* _What you have to do_
Return every row below that contains the string "windshield". The match is case-sensitive.

* _Supplied records_
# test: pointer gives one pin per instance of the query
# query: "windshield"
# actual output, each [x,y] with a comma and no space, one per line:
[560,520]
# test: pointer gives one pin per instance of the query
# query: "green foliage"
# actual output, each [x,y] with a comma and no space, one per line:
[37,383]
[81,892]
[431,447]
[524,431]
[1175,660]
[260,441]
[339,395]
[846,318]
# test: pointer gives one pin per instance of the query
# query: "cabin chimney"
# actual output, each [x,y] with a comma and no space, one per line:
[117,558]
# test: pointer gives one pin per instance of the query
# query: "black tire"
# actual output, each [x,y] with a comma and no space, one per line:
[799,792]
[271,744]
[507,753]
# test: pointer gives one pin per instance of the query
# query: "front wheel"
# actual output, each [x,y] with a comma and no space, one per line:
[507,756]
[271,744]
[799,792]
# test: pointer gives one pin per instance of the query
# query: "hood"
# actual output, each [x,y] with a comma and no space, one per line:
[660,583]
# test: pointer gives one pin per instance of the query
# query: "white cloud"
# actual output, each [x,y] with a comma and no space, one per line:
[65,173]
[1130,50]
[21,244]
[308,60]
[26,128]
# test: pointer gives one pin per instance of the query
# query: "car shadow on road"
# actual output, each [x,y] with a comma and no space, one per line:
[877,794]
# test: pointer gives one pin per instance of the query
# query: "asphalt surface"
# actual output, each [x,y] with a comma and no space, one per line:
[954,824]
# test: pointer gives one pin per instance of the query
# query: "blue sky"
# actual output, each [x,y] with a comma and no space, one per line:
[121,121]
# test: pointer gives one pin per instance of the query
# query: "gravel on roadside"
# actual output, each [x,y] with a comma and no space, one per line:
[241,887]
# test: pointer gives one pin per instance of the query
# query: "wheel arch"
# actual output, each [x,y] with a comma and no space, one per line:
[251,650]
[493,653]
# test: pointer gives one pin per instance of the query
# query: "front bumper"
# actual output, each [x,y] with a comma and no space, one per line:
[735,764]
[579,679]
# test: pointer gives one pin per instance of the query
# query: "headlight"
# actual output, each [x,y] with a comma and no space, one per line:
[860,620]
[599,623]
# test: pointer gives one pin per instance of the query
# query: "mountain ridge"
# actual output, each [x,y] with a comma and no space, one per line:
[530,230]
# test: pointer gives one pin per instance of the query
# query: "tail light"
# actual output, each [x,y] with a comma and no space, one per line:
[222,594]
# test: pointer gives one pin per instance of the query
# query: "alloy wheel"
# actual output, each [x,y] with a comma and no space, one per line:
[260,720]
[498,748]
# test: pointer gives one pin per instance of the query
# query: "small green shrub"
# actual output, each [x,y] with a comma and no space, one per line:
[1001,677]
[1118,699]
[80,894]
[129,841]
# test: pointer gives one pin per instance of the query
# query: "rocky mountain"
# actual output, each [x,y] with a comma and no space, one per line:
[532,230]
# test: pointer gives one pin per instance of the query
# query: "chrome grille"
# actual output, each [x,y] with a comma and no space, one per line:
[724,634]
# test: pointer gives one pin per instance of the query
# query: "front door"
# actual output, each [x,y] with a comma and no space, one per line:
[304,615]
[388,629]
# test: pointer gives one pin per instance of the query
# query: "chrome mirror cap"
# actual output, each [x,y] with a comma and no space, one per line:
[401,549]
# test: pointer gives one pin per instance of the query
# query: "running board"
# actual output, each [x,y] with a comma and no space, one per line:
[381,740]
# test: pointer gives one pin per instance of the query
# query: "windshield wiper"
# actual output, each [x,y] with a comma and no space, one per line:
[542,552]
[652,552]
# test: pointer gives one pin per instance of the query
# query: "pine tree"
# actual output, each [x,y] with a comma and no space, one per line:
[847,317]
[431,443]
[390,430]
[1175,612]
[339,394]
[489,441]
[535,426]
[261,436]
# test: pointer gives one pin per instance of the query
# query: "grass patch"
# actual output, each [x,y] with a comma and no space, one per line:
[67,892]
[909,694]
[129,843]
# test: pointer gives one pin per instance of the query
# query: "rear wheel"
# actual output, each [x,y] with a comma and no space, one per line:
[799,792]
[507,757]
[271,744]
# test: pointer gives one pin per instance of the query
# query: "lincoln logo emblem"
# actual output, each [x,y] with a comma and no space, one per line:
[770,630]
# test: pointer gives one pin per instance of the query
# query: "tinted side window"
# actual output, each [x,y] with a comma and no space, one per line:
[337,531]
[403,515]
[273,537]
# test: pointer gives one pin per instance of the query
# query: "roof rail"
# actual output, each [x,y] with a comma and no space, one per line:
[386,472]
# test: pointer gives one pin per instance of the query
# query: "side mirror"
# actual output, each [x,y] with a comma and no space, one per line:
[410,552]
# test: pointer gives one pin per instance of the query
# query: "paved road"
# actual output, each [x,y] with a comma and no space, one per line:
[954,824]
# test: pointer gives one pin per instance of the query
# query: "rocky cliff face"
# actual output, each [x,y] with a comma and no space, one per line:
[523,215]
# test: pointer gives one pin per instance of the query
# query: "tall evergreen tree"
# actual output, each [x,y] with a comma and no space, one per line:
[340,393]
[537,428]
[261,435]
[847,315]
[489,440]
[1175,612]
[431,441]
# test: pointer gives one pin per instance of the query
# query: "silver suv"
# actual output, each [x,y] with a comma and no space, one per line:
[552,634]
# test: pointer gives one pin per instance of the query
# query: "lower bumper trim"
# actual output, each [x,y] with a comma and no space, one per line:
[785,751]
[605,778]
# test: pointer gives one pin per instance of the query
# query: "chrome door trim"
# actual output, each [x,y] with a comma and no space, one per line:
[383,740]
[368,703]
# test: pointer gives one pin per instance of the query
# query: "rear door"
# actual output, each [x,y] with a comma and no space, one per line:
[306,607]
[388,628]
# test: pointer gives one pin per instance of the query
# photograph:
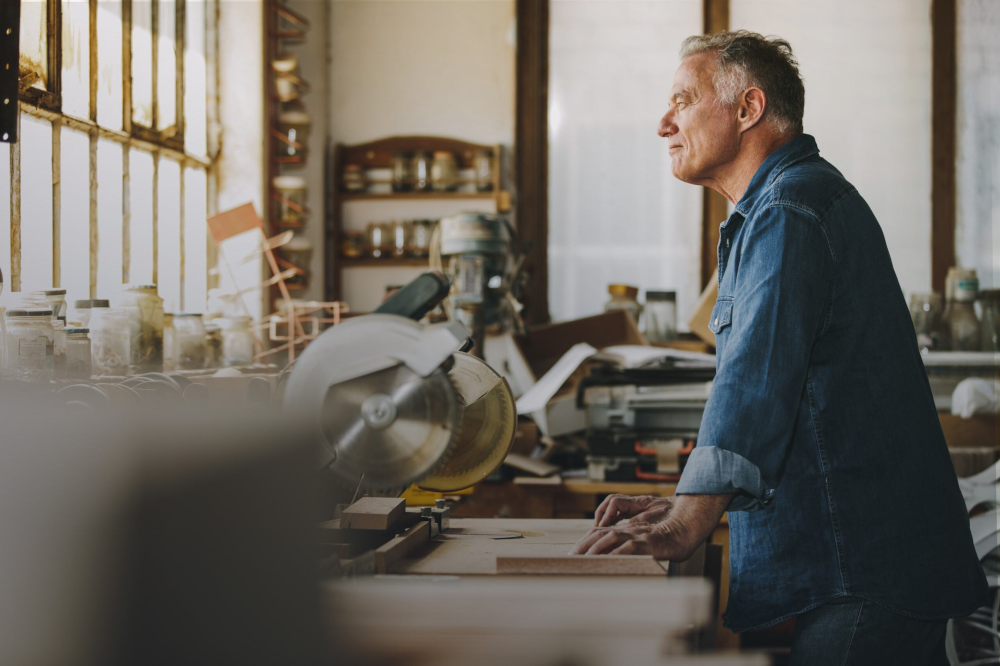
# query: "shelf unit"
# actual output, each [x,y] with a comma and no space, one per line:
[377,155]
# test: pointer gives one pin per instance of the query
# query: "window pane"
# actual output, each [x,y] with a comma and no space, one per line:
[74,215]
[168,234]
[195,239]
[36,203]
[109,218]
[166,66]
[5,214]
[141,228]
[195,77]
[142,62]
[34,34]
[109,64]
[76,58]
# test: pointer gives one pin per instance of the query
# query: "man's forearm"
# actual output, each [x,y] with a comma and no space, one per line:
[690,522]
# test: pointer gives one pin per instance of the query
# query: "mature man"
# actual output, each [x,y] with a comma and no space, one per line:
[820,437]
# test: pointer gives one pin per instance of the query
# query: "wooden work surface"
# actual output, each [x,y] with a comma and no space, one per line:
[471,546]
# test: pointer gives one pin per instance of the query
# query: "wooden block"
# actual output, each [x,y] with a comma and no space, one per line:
[373,513]
[577,565]
[401,546]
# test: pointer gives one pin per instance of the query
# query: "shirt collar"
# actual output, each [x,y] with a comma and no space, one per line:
[787,154]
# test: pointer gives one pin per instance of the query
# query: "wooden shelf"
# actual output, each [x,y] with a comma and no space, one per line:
[387,196]
[388,262]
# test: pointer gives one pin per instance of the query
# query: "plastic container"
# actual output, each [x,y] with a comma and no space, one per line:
[78,359]
[290,200]
[661,315]
[237,341]
[30,340]
[146,310]
[623,297]
[110,341]
[189,336]
[84,307]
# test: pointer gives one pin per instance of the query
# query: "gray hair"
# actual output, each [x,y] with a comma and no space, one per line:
[748,60]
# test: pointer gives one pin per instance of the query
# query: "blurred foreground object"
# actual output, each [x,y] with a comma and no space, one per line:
[167,538]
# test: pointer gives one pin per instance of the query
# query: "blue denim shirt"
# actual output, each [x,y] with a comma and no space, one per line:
[821,418]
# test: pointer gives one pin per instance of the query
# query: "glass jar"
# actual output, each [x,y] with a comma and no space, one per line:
[58,348]
[169,343]
[189,340]
[30,342]
[146,310]
[623,297]
[661,315]
[402,178]
[213,345]
[444,172]
[298,252]
[83,309]
[78,361]
[290,200]
[420,237]
[237,341]
[352,244]
[400,238]
[379,239]
[355,179]
[925,311]
[420,171]
[56,300]
[483,167]
[293,136]
[110,341]
[990,320]
[963,324]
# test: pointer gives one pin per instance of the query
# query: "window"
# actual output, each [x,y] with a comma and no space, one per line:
[110,181]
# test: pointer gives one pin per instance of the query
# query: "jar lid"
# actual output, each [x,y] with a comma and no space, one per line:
[92,303]
[623,290]
[294,118]
[29,312]
[289,182]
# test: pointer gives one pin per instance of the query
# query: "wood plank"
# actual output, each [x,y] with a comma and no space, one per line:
[582,565]
[944,139]
[531,151]
[373,513]
[397,549]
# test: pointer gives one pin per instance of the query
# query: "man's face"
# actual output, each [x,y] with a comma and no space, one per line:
[701,134]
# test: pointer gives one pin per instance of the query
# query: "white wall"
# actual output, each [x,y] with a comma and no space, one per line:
[978,216]
[867,71]
[403,67]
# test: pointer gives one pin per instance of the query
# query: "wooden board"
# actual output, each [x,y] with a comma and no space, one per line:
[394,551]
[581,565]
[373,513]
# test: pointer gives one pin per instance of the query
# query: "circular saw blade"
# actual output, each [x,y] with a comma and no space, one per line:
[486,431]
[390,428]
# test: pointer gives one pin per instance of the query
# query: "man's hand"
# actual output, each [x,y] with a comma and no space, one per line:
[645,509]
[687,524]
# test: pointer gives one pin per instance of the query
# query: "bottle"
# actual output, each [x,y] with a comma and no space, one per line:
[963,324]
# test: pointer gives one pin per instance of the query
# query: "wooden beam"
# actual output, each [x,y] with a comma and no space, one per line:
[531,156]
[715,15]
[944,99]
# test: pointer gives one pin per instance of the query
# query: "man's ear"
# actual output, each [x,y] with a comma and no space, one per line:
[751,108]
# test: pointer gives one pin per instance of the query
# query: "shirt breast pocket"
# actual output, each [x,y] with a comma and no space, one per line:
[722,316]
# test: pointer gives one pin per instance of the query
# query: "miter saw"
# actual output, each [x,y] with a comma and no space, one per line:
[396,402]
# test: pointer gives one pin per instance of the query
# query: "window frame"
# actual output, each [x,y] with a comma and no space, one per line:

* _Correct output_
# query: "windshield"
# query: "windshield wiper"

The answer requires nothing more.